• **GOAL**
Please gather every row below that contains the string "soldier" and copy each one out whole. Matches must have the same case.

BEGIN DATA EXTRACT

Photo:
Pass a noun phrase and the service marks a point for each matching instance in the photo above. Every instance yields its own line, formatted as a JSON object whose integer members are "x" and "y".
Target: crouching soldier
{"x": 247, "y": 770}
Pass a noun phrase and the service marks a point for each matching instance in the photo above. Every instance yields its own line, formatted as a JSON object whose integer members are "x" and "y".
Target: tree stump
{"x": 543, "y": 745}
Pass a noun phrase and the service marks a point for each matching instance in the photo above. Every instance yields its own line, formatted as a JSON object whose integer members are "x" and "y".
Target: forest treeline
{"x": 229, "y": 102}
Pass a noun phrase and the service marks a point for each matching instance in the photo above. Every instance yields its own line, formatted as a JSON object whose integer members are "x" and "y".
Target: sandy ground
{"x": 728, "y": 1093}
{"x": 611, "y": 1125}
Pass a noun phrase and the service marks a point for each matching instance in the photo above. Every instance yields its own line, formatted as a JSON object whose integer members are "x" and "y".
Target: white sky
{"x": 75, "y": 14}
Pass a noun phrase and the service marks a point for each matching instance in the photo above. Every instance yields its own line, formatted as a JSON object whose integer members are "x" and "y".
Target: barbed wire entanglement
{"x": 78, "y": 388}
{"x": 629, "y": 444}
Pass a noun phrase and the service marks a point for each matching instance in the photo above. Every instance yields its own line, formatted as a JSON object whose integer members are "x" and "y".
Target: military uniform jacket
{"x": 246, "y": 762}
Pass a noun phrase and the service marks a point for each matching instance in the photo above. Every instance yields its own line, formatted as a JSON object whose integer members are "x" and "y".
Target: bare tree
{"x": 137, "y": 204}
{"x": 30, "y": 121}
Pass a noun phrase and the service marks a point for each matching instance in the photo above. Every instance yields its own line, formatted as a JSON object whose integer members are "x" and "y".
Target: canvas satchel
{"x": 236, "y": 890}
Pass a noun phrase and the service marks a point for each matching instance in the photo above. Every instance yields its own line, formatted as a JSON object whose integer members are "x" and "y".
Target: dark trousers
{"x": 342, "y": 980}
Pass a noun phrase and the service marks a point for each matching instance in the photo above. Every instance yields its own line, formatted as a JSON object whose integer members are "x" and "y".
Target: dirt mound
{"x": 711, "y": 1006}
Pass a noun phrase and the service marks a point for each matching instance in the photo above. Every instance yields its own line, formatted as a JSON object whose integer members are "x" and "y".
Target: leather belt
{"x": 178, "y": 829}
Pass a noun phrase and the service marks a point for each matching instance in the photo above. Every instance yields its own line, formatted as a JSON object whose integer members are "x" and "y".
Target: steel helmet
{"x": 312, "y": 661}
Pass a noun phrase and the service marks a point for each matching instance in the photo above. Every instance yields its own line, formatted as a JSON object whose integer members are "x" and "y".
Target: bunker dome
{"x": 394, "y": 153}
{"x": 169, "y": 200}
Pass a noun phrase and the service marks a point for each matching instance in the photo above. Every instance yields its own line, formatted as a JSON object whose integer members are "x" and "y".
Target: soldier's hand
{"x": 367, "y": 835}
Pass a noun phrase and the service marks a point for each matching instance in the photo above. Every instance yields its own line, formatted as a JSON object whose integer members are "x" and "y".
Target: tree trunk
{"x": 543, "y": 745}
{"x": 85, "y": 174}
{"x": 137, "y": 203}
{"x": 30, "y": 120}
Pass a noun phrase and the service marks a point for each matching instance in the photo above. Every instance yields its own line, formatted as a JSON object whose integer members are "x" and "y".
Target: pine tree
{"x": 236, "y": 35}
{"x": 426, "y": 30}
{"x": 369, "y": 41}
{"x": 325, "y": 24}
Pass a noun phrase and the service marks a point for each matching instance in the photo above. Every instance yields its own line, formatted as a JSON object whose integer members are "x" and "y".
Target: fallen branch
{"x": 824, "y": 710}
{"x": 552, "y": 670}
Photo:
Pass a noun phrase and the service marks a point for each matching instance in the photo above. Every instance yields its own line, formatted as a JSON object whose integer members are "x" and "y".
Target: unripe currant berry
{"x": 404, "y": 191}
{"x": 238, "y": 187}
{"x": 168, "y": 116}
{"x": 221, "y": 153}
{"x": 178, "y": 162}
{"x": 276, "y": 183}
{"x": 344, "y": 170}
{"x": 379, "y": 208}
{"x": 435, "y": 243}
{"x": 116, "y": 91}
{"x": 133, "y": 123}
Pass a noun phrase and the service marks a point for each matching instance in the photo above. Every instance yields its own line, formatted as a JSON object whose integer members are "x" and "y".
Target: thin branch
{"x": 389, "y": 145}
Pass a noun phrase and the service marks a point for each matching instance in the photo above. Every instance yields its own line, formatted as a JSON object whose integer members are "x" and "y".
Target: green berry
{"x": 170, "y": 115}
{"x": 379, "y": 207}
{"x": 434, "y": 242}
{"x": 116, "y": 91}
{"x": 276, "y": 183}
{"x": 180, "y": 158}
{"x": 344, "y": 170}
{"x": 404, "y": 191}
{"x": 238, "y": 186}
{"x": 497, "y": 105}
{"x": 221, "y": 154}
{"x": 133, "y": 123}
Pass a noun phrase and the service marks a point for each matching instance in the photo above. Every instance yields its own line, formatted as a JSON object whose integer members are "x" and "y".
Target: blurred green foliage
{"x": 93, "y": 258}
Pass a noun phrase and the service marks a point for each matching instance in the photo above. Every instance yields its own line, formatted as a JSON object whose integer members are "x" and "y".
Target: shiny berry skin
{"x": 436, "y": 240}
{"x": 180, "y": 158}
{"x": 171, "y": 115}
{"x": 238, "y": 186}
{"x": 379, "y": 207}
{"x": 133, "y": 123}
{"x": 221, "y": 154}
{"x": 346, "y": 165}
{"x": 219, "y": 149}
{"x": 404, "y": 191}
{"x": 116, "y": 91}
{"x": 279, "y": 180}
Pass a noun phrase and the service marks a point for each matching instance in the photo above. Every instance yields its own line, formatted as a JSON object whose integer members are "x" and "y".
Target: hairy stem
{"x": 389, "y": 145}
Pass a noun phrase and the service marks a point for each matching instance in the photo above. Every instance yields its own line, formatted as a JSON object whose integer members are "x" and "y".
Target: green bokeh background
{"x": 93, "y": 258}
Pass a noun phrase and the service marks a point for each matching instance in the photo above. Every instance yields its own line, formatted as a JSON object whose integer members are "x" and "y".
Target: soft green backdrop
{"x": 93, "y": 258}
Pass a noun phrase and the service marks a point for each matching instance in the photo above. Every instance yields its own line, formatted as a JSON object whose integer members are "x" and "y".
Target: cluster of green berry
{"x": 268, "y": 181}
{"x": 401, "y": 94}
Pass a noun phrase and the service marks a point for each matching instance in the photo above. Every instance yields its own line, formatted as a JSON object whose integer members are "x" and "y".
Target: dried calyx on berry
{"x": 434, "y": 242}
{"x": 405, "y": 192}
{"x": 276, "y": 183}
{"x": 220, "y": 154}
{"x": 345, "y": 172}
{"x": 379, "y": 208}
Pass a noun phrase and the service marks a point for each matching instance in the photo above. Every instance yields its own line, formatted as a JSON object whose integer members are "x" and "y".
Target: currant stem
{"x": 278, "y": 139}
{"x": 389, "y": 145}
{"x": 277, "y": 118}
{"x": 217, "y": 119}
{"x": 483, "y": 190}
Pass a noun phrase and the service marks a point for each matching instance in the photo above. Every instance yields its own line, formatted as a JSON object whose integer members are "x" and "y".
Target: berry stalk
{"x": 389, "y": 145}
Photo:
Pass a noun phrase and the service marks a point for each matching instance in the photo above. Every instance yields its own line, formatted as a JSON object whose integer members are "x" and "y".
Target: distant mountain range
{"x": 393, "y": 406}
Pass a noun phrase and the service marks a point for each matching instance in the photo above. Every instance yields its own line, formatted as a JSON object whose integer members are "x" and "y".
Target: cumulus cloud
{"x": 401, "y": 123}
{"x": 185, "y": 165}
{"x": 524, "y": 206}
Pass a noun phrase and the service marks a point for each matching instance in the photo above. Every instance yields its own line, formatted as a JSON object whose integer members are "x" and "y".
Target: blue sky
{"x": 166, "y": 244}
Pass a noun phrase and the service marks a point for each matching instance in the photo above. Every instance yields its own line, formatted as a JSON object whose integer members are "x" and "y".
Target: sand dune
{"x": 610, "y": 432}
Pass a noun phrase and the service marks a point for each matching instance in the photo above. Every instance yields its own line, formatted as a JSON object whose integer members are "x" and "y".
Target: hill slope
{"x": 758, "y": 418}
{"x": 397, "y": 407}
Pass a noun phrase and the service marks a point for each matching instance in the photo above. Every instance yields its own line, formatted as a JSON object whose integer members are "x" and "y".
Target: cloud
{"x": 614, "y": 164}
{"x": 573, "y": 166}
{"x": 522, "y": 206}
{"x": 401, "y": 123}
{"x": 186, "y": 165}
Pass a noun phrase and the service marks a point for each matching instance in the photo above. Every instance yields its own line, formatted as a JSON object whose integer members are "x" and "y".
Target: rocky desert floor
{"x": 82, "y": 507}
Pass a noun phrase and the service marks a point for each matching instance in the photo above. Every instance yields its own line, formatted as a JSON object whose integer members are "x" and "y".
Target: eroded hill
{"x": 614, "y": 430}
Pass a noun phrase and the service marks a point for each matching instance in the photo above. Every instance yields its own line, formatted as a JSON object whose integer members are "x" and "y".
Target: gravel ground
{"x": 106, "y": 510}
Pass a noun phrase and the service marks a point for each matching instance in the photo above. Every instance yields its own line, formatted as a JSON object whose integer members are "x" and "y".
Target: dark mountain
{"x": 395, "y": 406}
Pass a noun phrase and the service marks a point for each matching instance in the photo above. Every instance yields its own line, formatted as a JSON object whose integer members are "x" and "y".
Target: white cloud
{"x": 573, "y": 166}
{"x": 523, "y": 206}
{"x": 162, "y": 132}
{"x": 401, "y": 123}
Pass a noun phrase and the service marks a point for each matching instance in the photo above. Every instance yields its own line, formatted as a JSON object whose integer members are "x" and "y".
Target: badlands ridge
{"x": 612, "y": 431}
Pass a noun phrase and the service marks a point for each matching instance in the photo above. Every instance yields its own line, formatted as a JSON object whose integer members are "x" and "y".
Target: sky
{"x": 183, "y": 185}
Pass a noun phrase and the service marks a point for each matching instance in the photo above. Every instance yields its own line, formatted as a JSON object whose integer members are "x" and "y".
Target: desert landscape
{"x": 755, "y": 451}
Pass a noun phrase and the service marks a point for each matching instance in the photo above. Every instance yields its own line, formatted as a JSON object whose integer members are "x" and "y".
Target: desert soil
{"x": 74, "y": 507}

END DATA EXTRACT

• **CORRECT OUTPUT**
Target: crouching soldier
Target: soldier's hand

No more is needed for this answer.